**Prompt:**
Repeat each record below exactly as given.

**Records supplied:**
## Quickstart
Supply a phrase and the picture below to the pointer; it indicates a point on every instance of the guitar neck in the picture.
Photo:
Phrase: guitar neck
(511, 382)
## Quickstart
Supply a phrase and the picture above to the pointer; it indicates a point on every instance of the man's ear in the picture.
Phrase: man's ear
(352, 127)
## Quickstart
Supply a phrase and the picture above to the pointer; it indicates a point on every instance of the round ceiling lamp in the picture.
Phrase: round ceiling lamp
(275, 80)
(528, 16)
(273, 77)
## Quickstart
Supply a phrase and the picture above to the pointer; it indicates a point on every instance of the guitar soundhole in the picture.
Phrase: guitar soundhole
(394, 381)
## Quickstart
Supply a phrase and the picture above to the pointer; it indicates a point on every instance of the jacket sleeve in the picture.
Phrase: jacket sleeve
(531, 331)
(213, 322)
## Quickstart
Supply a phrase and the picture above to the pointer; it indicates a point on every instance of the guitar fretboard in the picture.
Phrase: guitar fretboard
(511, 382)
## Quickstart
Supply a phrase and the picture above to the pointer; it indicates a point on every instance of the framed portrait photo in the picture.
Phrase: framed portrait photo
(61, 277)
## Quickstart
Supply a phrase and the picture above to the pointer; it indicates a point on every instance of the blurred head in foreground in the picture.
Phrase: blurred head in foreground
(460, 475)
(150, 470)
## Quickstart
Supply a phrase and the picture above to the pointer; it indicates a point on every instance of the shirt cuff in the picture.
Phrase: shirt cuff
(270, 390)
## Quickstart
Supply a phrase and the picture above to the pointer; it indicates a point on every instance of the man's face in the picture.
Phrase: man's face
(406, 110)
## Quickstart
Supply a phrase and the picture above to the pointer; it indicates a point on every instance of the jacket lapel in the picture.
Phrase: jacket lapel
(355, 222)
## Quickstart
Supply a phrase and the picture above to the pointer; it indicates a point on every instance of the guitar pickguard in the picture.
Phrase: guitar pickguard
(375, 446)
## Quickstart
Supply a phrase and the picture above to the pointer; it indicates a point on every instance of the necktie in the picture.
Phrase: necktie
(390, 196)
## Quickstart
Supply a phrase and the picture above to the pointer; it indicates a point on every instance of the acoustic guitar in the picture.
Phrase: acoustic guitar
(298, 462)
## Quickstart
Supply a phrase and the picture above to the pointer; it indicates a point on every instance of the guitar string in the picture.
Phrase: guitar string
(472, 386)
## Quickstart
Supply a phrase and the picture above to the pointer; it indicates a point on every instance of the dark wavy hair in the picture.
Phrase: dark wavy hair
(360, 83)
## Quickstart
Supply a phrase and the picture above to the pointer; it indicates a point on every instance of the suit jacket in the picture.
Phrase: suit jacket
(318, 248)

**Task solution:**
## Quickstart
Supply a phrase and the picture below to the pointer; it indicates a point on every instance of the guitar neck in the picture.
Photo:
Phrase: guitar neck
(511, 382)
## Quickstart
Supply a phrase and the picture above to the pointer; it indicates a point on every instance of the man's ear in the picture.
Phrase: man's ear
(352, 127)
## Quickstart
Supply a phrase and the picture above to the pointer; it indicates a point on every instance of the round ceiling lamp in the picture.
Phrase: round ceiling lamp
(275, 80)
(528, 16)
(273, 77)
## Quickstart
Supply a phrase and the picture above to the pointer; it indicates a point on every instance of the guitar soundhole in the picture.
Phrase: guitar soundhole
(394, 381)
## Quickstart
Supply a phrase and the picture above to the pointer; it indicates a point on every instance of the jacket sleeve in the picture.
Phrase: jacket sleeve
(531, 331)
(213, 322)
## Quickstart
Supply a phrase and the picture above to the pointer; it indicates a point on every instance of the guitar fretboard in the picture.
Phrase: guitar fretboard
(511, 382)
## Quickstart
Supply a phrase and the picture above to the pointer; it indicates a point on every instance of the framed portrait photo in the picture.
Phrase: framed portrait photo
(61, 277)
## Quickstart
Supply a phrase and the picture above to the pointer; it indicates a point on every instance of the blurred head in foreground in the picture.
Phrase: blurred head in foreground
(460, 475)
(150, 470)
## Quickstart
Supply a phrase and the picture above to the pointer; it indicates a point on every instance of the shirt cuff in the picture.
Phrase: shirt cuff
(270, 390)
## Quickstart
Supply a phrase and the picture above to the pointer; it indicates a point on every instance of the man's face in the picture.
Phrase: man's face
(406, 110)
## Quickstart
Supply a phrase and the picture above to the pointer; it indicates a point on every instance of the jacket lapel in the picture.
Phrase: jacket lapel
(355, 222)
## Quickstart
Supply a phrase and the picture above to the pointer; it indicates a point on every instance of the guitar pickguard in the picture.
Phrase: guitar pickguard
(375, 446)
## Quickstart
Supply a phrase and the picture above to the pointer; it indicates a point on every instance of the necktie in the picture.
Phrase: necktie
(390, 196)
## Quickstart
Supply a phrase and the picture above to the pointer; it indicates a point on every instance of the acoustic guitar in the picture.
Phrase: acoustic guitar
(298, 462)
## Quickstart
Supply a phrase and the picture above to the pointer; it indicates a point on every instance of the guitar string in the picture.
Phrase: guitar string
(472, 386)
## Quickstart
Supply a phrase and the picture above to the pointer; it indicates a point on every instance of the dark wavy hair in the picture.
Phrase: dark wavy hair
(360, 83)
## Quickstart
Supply a phrase and the picture above to the pointer; it indicates a point on every instance of the suit jacket in the picture.
Phrase: suit jacket
(318, 248)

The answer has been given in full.